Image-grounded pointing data

━━━

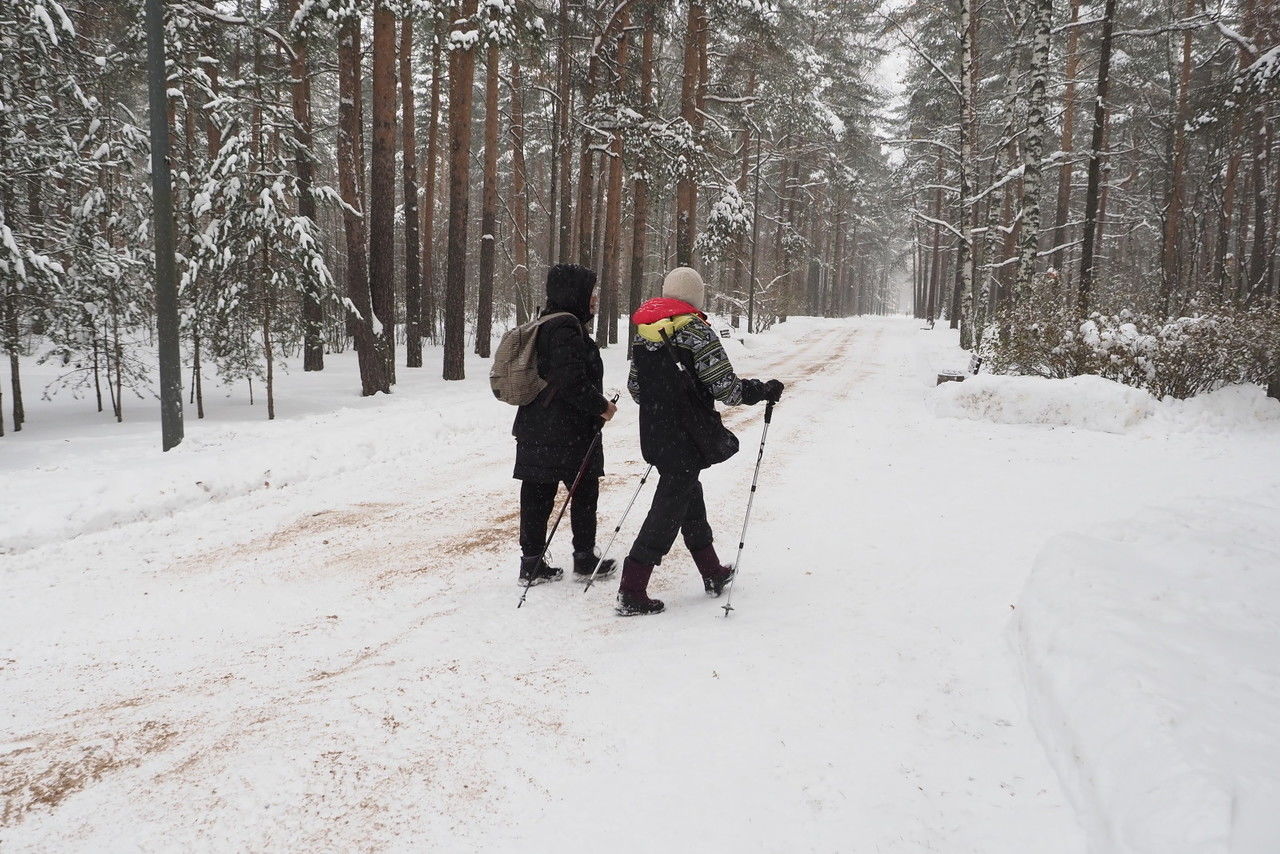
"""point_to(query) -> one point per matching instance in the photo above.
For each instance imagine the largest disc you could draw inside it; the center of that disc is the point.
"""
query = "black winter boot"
(535, 570)
(716, 575)
(584, 563)
(632, 596)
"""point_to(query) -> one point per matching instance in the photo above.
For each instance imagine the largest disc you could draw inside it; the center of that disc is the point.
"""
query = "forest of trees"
(1077, 187)
(1095, 186)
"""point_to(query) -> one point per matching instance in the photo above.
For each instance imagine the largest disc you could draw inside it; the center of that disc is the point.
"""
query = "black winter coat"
(554, 432)
(680, 429)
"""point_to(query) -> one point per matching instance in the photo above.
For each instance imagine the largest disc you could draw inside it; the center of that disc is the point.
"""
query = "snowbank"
(1151, 654)
(1096, 403)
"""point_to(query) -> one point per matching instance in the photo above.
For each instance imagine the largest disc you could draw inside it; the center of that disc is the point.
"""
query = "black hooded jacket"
(554, 432)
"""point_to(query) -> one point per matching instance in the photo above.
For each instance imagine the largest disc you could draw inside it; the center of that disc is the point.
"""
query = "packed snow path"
(339, 665)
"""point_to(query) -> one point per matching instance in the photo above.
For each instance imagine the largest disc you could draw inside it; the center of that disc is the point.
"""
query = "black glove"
(753, 392)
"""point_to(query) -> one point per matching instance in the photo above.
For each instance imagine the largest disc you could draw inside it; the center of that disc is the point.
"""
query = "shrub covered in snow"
(1206, 348)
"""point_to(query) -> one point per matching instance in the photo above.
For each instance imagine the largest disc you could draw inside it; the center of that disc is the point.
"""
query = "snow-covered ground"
(302, 635)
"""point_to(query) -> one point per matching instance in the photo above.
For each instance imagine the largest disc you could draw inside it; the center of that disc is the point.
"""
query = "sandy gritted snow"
(302, 635)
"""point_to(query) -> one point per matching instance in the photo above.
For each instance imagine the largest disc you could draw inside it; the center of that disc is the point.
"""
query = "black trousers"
(538, 499)
(677, 507)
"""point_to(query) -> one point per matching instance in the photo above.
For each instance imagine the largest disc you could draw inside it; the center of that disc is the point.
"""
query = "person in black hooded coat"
(556, 430)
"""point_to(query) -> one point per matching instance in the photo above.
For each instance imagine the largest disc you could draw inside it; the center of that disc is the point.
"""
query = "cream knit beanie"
(684, 283)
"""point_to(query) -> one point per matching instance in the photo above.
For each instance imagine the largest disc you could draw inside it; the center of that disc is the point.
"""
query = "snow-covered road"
(337, 663)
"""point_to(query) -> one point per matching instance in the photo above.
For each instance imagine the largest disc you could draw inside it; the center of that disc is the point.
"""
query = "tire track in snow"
(64, 759)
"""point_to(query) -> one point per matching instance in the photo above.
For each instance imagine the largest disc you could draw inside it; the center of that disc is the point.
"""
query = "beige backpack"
(513, 377)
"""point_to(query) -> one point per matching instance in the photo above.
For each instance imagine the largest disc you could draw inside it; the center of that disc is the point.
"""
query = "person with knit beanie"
(679, 370)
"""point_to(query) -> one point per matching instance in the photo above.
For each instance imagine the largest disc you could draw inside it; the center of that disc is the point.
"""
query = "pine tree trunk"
(565, 144)
(488, 205)
(686, 188)
(312, 313)
(931, 301)
(519, 192)
(351, 176)
(430, 304)
(408, 181)
(1033, 145)
(462, 63)
(1170, 249)
(1064, 174)
(1095, 181)
(640, 187)
(382, 186)
(968, 122)
(611, 268)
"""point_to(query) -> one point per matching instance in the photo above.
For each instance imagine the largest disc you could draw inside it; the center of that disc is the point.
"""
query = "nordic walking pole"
(741, 540)
(581, 470)
(625, 514)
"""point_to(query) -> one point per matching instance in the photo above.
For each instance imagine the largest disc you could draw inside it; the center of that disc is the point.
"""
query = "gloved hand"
(753, 392)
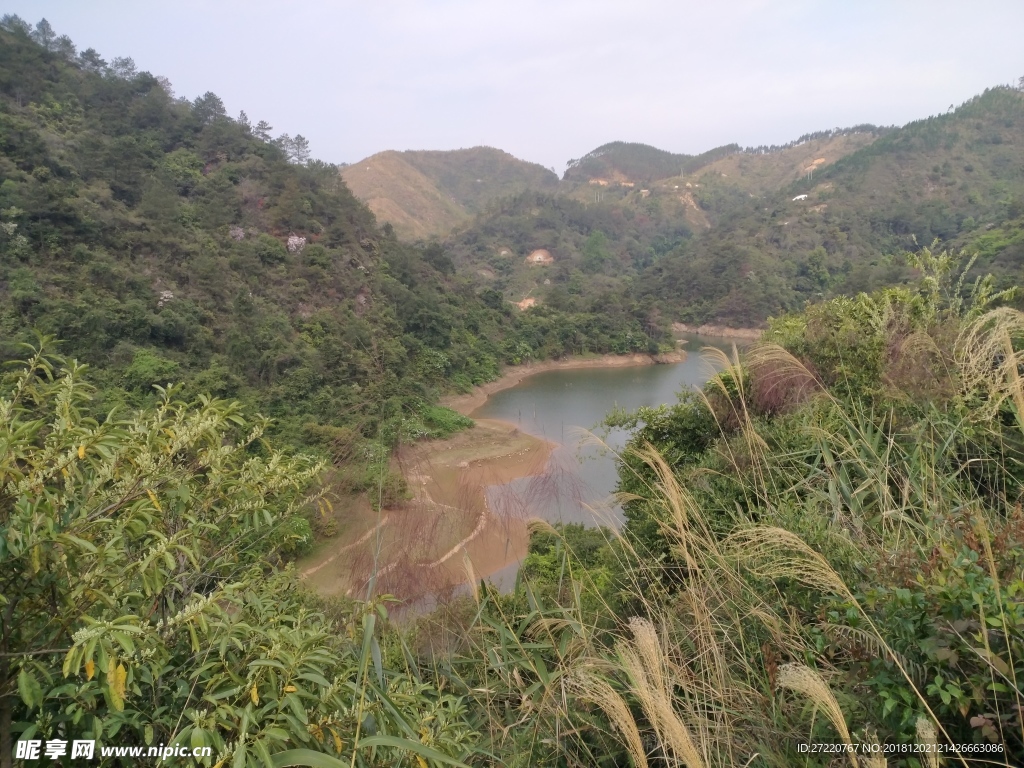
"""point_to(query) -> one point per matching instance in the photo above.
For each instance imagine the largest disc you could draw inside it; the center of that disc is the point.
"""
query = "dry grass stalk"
(643, 660)
(801, 679)
(928, 738)
(600, 692)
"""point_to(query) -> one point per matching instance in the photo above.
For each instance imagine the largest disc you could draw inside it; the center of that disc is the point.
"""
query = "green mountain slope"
(162, 241)
(938, 178)
(425, 194)
(624, 161)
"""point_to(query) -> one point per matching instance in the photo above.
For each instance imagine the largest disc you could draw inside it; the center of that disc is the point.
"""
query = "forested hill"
(758, 232)
(841, 229)
(160, 240)
(623, 161)
(424, 194)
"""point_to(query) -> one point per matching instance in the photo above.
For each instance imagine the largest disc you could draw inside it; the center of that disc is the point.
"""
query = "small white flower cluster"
(186, 613)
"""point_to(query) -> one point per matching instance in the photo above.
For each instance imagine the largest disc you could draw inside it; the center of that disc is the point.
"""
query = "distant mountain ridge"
(620, 161)
(428, 193)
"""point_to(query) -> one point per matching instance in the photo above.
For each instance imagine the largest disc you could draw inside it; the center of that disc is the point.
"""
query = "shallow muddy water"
(565, 407)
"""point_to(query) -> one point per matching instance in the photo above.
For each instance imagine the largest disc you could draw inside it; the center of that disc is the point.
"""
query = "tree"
(14, 24)
(139, 602)
(287, 144)
(300, 150)
(165, 84)
(65, 46)
(123, 68)
(91, 60)
(262, 130)
(209, 108)
(44, 35)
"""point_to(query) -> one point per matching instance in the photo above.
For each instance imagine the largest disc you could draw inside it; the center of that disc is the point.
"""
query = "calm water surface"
(566, 407)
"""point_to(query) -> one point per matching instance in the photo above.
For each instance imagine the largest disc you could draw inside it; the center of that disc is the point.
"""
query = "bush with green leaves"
(144, 599)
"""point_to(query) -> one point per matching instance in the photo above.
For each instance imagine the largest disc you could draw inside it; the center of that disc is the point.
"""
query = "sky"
(550, 80)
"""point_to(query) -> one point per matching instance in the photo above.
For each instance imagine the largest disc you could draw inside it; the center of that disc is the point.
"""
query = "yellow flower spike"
(338, 743)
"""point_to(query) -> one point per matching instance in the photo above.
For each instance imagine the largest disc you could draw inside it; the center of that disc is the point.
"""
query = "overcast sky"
(550, 80)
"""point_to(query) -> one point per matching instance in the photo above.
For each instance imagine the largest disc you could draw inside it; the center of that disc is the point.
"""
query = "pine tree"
(44, 35)
(262, 130)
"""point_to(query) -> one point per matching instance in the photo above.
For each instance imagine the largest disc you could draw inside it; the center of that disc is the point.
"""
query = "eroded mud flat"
(446, 534)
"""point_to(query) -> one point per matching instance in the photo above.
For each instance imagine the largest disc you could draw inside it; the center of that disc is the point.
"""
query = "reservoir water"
(566, 408)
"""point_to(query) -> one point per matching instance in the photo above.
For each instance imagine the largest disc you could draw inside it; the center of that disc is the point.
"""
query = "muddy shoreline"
(747, 334)
(468, 403)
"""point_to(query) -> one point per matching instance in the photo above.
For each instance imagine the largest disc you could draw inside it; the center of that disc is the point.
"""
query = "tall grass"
(759, 634)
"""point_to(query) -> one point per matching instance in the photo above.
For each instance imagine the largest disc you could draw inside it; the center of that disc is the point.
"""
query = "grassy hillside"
(946, 177)
(160, 240)
(623, 161)
(399, 194)
(425, 194)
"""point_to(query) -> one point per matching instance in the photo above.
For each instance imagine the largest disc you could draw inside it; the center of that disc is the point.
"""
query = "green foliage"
(142, 602)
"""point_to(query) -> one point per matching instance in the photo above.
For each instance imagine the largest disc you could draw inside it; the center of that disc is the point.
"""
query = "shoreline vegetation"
(723, 332)
(445, 534)
(471, 401)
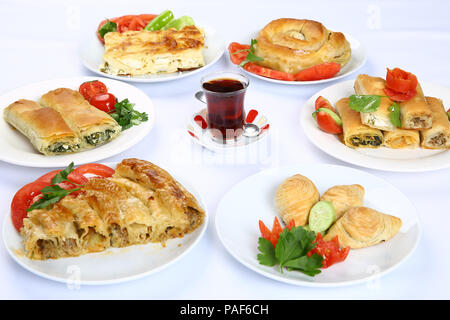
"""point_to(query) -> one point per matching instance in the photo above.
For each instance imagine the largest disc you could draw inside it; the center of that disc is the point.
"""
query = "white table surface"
(39, 40)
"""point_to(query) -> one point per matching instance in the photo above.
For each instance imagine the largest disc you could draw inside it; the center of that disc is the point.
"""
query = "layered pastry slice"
(134, 53)
(140, 203)
(356, 134)
(44, 127)
(94, 126)
(438, 136)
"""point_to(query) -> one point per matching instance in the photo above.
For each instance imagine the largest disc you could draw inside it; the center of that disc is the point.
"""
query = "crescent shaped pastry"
(344, 197)
(362, 227)
(294, 199)
(292, 45)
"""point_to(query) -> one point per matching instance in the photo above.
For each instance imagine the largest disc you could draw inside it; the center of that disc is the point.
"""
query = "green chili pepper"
(179, 23)
(160, 21)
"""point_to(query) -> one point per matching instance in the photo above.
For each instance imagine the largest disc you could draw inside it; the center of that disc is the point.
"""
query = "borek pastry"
(294, 199)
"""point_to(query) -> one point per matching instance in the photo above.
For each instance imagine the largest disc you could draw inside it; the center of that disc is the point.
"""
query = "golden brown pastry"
(141, 203)
(362, 227)
(401, 139)
(356, 134)
(291, 45)
(416, 113)
(438, 136)
(44, 127)
(94, 126)
(344, 197)
(294, 199)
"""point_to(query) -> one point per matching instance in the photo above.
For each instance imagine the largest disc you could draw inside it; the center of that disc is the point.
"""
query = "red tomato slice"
(235, 56)
(400, 80)
(318, 72)
(268, 73)
(327, 123)
(22, 200)
(104, 101)
(96, 169)
(89, 89)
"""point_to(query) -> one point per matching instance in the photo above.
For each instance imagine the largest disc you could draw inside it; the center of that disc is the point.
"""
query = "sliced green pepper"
(179, 23)
(160, 21)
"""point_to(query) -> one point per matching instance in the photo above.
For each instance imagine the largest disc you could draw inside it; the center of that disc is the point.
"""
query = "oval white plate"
(417, 160)
(92, 52)
(17, 149)
(356, 61)
(111, 266)
(253, 199)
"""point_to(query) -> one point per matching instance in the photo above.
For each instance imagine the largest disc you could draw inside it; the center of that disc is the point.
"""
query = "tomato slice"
(22, 200)
(96, 169)
(329, 250)
(104, 101)
(318, 72)
(89, 89)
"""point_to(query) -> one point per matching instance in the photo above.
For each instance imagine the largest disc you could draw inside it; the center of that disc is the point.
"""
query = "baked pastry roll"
(344, 197)
(367, 85)
(141, 203)
(416, 113)
(438, 136)
(294, 199)
(356, 134)
(44, 127)
(94, 126)
(362, 227)
(135, 53)
(401, 139)
(292, 45)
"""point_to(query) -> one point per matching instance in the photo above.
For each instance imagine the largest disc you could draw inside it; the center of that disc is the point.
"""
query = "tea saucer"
(198, 129)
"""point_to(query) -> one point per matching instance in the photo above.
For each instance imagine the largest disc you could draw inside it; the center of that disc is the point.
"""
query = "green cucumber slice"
(321, 216)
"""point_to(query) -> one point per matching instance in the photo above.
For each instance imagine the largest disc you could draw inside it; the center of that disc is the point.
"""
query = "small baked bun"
(292, 45)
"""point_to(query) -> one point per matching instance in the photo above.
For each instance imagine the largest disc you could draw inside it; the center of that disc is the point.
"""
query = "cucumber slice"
(321, 216)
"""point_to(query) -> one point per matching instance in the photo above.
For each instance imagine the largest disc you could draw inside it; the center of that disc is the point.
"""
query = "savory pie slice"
(143, 52)
(141, 203)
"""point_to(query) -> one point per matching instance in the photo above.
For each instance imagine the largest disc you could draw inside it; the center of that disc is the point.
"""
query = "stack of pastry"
(356, 226)
(423, 119)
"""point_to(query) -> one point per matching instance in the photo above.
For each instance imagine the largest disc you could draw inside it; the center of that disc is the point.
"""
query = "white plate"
(17, 149)
(92, 52)
(111, 266)
(417, 160)
(356, 61)
(253, 199)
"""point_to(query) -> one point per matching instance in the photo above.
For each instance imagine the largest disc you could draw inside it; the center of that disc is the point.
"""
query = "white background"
(39, 40)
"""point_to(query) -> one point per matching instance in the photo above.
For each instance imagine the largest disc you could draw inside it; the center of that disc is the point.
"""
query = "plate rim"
(208, 29)
(352, 40)
(374, 162)
(297, 282)
(203, 228)
(146, 128)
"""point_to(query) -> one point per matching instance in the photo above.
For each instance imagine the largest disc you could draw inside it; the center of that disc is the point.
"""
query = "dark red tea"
(225, 99)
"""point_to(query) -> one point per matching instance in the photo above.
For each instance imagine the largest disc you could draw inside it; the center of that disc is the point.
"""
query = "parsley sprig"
(291, 252)
(53, 193)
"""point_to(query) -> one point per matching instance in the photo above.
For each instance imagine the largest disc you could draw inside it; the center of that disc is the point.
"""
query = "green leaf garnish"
(364, 103)
(394, 115)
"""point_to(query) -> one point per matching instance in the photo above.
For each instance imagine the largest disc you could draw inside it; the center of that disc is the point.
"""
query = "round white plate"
(253, 199)
(92, 52)
(111, 266)
(417, 160)
(17, 149)
(356, 61)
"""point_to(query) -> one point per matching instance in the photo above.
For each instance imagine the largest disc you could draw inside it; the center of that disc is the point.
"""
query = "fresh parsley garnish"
(291, 252)
(394, 115)
(364, 103)
(126, 116)
(251, 57)
(53, 193)
(109, 26)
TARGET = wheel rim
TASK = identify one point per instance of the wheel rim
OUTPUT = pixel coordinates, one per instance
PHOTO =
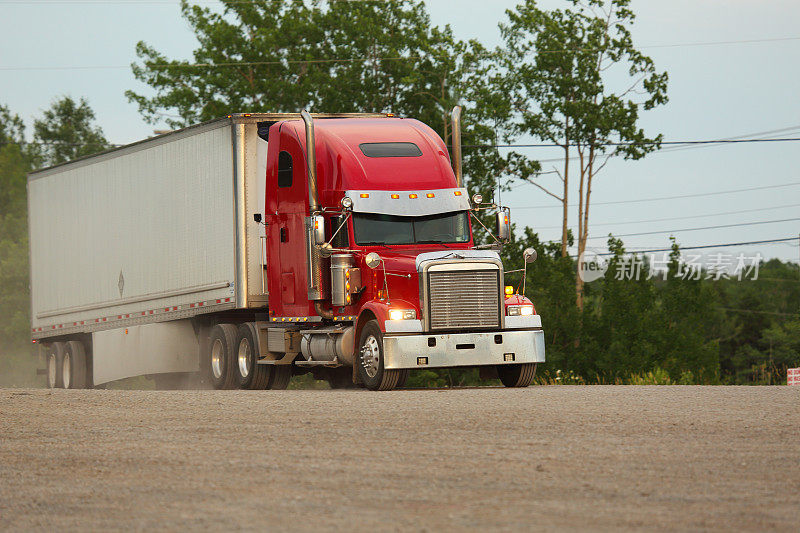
(244, 358)
(370, 356)
(217, 350)
(51, 371)
(66, 371)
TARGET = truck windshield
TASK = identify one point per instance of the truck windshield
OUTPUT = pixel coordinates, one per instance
(392, 229)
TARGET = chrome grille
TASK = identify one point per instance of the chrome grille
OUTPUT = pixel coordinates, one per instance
(464, 299)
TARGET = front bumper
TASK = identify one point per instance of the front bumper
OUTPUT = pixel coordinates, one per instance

━━━

> _What is needed_
Pull every line holding "chrome" out of the records.

> _Written response_
TARGET = chrome grille
TASK = identify one point per instance of the chrome grille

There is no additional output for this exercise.